**Provided data:**
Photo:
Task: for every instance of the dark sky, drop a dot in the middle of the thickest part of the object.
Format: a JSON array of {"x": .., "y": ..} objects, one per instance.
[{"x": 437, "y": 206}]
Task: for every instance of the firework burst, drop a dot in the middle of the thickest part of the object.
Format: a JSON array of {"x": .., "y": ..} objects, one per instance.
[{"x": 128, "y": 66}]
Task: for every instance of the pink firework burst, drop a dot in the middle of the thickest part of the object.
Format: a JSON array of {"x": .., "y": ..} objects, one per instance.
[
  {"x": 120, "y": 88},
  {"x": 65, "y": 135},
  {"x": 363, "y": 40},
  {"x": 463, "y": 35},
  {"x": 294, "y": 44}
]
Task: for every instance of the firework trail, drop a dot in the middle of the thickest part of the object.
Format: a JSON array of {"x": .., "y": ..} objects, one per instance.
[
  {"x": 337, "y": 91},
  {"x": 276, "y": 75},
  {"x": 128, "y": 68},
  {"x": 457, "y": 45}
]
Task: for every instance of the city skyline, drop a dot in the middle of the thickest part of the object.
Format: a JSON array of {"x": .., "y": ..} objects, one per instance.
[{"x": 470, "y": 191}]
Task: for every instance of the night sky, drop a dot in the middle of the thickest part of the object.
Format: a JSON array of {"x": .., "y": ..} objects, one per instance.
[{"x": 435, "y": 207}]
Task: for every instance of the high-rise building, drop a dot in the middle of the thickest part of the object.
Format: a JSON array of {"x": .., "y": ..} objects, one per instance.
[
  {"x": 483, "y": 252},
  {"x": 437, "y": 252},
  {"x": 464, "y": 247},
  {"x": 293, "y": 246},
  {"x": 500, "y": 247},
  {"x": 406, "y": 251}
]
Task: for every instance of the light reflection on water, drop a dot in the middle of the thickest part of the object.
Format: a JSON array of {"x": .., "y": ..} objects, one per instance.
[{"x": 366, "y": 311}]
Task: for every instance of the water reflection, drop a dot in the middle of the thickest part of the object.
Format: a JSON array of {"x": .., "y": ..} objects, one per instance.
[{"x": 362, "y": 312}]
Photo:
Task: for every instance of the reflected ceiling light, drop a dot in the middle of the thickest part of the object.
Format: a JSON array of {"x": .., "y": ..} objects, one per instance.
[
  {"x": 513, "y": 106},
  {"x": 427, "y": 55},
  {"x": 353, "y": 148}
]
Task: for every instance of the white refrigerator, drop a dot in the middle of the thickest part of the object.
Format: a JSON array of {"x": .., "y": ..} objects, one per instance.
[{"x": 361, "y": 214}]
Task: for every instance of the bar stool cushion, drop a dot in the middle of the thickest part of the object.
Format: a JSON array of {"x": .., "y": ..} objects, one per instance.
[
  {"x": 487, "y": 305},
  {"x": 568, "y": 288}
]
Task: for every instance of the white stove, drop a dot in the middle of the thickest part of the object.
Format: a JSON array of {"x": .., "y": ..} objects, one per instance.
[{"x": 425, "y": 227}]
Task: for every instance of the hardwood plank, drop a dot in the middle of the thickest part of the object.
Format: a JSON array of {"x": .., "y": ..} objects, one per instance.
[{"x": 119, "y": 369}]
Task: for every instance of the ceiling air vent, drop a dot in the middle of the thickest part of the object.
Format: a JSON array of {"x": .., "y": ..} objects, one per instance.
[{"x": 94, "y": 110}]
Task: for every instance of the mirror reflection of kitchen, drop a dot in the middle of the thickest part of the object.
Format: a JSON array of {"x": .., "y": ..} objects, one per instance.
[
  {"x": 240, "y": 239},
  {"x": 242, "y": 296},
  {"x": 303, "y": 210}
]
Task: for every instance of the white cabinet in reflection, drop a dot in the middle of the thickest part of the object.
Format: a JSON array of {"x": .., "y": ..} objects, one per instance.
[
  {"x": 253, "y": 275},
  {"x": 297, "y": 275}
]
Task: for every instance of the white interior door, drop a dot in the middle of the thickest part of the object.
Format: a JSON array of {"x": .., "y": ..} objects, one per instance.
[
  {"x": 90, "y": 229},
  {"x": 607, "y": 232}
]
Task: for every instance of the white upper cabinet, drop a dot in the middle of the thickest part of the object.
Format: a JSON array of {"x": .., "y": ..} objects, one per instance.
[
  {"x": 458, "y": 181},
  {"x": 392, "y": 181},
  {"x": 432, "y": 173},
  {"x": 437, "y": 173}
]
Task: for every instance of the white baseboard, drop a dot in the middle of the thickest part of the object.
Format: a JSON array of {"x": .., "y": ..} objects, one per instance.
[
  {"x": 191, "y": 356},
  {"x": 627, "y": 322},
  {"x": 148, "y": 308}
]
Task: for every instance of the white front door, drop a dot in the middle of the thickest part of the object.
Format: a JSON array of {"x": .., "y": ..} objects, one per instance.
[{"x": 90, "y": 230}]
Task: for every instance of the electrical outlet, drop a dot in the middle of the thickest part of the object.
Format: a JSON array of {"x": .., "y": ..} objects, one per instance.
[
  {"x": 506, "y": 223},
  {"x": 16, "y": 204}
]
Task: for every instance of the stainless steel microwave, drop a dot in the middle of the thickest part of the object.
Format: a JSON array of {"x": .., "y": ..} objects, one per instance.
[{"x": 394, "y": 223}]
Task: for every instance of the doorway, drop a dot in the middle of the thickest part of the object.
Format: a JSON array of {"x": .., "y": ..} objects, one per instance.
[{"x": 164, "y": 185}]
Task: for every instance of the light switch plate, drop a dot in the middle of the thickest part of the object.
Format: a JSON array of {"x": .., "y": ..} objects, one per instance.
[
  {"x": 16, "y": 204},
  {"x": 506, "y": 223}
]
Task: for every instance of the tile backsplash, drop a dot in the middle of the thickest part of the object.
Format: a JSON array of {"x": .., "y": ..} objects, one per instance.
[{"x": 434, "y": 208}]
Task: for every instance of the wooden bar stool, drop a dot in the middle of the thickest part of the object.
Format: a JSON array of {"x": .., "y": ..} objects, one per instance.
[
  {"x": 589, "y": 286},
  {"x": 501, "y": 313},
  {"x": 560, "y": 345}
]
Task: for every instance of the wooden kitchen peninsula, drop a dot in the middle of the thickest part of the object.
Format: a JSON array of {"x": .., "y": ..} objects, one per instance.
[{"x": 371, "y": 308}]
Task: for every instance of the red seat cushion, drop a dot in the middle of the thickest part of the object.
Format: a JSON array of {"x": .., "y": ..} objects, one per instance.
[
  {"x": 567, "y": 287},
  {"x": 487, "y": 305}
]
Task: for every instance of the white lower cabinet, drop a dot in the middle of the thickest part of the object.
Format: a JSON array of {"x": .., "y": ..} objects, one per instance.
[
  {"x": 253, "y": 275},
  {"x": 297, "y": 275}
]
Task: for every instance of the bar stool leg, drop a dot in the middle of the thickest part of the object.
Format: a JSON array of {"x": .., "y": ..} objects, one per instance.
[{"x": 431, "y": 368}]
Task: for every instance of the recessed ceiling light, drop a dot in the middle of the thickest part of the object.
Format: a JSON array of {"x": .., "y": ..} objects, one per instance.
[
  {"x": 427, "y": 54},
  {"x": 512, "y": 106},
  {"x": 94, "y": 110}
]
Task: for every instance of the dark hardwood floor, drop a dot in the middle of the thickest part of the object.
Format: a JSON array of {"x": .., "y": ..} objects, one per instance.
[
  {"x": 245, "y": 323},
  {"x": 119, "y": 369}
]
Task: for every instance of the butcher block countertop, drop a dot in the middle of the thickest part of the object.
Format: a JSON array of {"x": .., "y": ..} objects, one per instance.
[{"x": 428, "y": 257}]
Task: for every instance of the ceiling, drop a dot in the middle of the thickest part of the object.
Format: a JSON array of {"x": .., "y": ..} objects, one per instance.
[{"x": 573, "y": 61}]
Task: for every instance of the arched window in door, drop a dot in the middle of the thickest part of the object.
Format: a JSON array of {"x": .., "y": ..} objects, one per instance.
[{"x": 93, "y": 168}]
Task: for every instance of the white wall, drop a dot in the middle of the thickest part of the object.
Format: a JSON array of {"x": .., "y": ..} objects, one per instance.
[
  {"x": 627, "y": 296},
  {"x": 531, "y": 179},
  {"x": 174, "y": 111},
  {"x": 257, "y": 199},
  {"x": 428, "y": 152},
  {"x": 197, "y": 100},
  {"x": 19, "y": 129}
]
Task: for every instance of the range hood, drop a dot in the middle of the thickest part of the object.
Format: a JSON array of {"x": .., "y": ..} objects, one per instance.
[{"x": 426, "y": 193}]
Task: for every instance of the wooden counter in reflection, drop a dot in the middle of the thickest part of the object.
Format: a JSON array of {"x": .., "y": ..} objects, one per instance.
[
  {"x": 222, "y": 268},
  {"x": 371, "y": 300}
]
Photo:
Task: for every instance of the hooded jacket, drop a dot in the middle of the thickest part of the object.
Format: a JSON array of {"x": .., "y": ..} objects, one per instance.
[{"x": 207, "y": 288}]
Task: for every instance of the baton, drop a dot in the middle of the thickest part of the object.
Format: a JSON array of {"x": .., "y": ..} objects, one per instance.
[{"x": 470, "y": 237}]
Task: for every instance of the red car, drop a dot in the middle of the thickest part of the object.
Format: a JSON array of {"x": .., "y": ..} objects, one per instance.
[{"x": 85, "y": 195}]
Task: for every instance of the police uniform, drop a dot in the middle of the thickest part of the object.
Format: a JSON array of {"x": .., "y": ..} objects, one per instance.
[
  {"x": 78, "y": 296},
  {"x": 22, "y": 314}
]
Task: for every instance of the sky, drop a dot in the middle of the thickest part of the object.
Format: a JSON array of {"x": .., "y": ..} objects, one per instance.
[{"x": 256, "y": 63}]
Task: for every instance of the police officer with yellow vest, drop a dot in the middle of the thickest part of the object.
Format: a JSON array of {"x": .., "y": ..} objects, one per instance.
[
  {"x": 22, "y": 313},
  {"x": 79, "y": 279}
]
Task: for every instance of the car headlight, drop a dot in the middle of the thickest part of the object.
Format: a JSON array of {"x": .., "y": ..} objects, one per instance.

**Set problem:**
Repeat exactly, and only, the lines from the line containing "Task: for every instance of the red car, drop" through the last line of the records above, both included.

**Answer to this problem:**
Task: for every instance of the red car, drop a dot in the middle of the thickest part of the object.
Format: a JSON array of {"x": .., "y": ..} objects, one per instance.
[{"x": 85, "y": 195}]
Task: for every instance of the police uniform, drop a dot in the middle of the thickest part of the object.
Format: a JSON array of {"x": .., "y": ..} objects, one per instance.
[
  {"x": 78, "y": 296},
  {"x": 22, "y": 314}
]
Task: for every instance of the sky, drop a dot in the middle of the thickest part of the object.
Format: a JSON array of {"x": .., "y": ..} objects, one per instance.
[{"x": 256, "y": 63}]
Task: for every instance of the police officer with yellow vest, drop a dot in the middle of the thickest part of the object.
Format: a JSON array of {"x": .., "y": ..} objects, one per instance.
[
  {"x": 22, "y": 313},
  {"x": 79, "y": 279}
]
Task: for every instance of the car headlight, drop a dot in the middle of the thickest part of the object.
Format: a JSON array of {"x": .., "y": ..} objects, one per instance.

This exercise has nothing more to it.